RECORDS FOR THIS EXERCISE:
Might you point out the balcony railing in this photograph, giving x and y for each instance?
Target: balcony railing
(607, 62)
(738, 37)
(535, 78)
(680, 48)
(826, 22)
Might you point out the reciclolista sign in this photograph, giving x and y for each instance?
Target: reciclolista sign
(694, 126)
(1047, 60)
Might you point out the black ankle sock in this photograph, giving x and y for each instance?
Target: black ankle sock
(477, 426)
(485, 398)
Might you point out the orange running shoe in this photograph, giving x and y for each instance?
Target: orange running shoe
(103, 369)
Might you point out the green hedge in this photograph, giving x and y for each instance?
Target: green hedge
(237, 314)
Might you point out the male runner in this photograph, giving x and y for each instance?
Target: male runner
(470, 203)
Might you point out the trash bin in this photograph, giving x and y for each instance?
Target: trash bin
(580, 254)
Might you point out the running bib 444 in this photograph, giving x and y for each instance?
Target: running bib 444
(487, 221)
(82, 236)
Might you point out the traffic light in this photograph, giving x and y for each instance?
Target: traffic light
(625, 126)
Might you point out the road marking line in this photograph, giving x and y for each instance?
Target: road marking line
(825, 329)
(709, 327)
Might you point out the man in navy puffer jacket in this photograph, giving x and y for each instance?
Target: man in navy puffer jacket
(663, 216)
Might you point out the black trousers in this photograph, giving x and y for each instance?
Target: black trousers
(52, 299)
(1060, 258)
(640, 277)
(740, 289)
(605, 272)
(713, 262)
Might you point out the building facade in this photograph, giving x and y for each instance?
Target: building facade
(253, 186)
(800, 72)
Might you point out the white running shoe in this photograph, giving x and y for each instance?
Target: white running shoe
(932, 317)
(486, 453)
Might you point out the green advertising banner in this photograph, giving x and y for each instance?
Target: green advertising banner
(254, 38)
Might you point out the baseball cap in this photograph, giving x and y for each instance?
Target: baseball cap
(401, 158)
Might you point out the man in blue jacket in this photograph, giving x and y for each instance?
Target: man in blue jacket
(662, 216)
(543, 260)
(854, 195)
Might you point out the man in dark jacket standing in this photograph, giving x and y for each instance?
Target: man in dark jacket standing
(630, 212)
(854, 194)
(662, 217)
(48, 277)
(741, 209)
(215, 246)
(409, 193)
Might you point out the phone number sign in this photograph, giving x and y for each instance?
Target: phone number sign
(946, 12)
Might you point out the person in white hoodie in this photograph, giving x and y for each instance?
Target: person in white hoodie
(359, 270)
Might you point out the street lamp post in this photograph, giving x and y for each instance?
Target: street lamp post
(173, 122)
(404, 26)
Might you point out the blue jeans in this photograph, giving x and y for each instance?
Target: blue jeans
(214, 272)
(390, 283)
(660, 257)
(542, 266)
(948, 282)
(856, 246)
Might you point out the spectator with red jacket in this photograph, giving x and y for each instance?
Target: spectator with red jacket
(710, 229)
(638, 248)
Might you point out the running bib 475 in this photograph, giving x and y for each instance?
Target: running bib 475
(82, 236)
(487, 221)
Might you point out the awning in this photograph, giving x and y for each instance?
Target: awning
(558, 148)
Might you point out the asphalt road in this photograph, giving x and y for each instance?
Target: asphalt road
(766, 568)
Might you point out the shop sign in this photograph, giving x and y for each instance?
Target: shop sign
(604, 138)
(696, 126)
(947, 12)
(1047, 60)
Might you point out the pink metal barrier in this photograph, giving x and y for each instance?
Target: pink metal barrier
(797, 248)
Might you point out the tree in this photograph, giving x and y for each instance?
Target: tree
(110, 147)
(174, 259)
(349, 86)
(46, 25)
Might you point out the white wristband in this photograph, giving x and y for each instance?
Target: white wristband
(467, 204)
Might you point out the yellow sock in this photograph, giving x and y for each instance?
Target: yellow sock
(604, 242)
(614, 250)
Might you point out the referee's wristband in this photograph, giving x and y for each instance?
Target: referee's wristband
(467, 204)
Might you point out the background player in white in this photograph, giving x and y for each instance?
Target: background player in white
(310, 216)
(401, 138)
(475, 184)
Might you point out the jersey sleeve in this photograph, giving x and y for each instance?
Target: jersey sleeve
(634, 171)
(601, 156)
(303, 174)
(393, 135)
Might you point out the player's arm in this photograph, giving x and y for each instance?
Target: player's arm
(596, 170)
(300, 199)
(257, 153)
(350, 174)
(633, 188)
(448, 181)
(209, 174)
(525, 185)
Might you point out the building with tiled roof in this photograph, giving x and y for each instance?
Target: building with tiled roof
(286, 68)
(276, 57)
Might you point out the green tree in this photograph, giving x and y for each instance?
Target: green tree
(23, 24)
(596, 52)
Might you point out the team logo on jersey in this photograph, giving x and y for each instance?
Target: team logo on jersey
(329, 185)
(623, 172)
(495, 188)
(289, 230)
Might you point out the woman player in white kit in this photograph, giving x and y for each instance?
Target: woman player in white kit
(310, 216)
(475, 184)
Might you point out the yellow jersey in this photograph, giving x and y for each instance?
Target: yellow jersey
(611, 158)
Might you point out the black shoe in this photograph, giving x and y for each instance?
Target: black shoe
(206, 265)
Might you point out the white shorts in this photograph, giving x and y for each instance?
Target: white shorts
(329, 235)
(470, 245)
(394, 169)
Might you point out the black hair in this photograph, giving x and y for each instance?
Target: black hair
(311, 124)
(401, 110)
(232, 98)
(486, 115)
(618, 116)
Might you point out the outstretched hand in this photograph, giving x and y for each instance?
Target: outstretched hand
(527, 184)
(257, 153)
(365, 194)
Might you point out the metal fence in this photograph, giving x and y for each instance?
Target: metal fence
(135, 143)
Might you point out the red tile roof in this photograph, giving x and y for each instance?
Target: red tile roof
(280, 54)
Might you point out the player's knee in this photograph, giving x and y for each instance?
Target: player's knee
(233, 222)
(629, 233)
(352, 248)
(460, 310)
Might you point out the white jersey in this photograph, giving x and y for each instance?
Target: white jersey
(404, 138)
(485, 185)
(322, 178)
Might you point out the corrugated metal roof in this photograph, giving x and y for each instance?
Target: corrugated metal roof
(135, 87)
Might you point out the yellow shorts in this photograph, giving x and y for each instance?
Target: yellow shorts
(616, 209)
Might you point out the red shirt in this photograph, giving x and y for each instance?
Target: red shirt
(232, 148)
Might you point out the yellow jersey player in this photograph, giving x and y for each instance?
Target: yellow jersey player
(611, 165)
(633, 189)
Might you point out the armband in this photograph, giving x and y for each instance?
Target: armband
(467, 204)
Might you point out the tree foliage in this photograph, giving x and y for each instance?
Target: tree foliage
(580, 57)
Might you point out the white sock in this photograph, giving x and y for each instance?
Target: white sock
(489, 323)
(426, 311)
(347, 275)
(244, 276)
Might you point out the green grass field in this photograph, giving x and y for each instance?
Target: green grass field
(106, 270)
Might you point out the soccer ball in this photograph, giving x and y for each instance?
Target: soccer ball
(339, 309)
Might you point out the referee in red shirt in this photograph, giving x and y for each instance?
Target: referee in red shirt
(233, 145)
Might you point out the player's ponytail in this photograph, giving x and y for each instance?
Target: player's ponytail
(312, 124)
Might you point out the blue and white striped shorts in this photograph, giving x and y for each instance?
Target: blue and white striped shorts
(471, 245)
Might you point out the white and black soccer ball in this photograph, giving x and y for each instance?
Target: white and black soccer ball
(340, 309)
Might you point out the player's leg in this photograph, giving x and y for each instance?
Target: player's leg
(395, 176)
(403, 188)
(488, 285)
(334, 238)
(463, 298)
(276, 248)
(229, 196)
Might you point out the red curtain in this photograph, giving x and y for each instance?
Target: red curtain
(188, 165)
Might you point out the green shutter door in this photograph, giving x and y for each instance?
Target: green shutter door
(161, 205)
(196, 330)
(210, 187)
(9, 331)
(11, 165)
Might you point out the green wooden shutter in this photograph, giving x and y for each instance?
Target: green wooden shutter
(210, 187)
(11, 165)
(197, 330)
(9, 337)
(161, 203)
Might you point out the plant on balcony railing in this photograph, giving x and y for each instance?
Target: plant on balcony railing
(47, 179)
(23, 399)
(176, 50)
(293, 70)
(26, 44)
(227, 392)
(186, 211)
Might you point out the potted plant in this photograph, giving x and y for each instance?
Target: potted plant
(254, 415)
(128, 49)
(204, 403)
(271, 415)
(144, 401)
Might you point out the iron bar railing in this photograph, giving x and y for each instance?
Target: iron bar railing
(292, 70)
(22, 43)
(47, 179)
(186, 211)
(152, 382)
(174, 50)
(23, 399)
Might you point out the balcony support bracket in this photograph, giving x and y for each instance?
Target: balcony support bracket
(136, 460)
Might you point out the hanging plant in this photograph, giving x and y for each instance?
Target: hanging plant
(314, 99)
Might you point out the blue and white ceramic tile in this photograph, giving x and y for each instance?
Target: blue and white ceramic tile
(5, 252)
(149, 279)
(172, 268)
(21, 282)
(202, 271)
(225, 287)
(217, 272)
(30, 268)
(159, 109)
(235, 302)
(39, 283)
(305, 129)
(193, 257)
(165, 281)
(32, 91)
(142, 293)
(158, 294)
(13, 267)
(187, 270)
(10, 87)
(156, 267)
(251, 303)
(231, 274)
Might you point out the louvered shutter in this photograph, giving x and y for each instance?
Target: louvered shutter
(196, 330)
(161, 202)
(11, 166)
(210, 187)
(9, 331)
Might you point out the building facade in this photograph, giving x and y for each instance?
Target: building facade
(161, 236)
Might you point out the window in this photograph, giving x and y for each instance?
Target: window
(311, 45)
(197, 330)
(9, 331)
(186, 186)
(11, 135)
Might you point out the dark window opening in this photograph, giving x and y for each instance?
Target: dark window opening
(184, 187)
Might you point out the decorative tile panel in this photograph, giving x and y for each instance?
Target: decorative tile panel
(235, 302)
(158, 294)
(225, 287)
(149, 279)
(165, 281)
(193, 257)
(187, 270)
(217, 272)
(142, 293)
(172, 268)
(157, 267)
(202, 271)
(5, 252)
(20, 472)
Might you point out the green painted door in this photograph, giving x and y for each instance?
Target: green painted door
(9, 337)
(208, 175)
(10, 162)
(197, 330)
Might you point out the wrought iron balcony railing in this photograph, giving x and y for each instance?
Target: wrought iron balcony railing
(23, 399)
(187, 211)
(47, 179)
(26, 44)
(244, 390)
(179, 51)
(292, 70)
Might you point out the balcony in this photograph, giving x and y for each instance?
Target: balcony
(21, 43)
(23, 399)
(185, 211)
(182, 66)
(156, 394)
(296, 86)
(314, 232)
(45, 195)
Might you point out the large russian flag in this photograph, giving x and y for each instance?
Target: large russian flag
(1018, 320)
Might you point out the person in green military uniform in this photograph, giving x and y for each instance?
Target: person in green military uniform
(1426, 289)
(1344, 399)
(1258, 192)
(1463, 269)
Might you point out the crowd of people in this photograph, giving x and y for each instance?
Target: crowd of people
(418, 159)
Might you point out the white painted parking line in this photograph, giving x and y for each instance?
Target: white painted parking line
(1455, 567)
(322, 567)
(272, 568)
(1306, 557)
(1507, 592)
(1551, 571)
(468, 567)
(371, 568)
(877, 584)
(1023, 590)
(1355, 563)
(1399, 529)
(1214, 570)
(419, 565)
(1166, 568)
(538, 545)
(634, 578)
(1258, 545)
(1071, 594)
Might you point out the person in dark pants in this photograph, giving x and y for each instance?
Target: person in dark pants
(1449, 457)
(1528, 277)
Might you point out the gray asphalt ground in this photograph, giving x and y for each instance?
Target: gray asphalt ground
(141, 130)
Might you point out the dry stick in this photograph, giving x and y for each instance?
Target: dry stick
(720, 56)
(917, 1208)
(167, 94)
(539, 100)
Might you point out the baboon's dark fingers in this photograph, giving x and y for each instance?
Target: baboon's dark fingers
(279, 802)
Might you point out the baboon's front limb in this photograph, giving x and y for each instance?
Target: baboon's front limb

WHAT TO WORK ON: Go through the listing and copy each line that includes the string "limb".

REPLY TO THE TASK:
Might you point out the baboon's front limb in this photograph, giving x and y for each instance?
Target: baboon's front limb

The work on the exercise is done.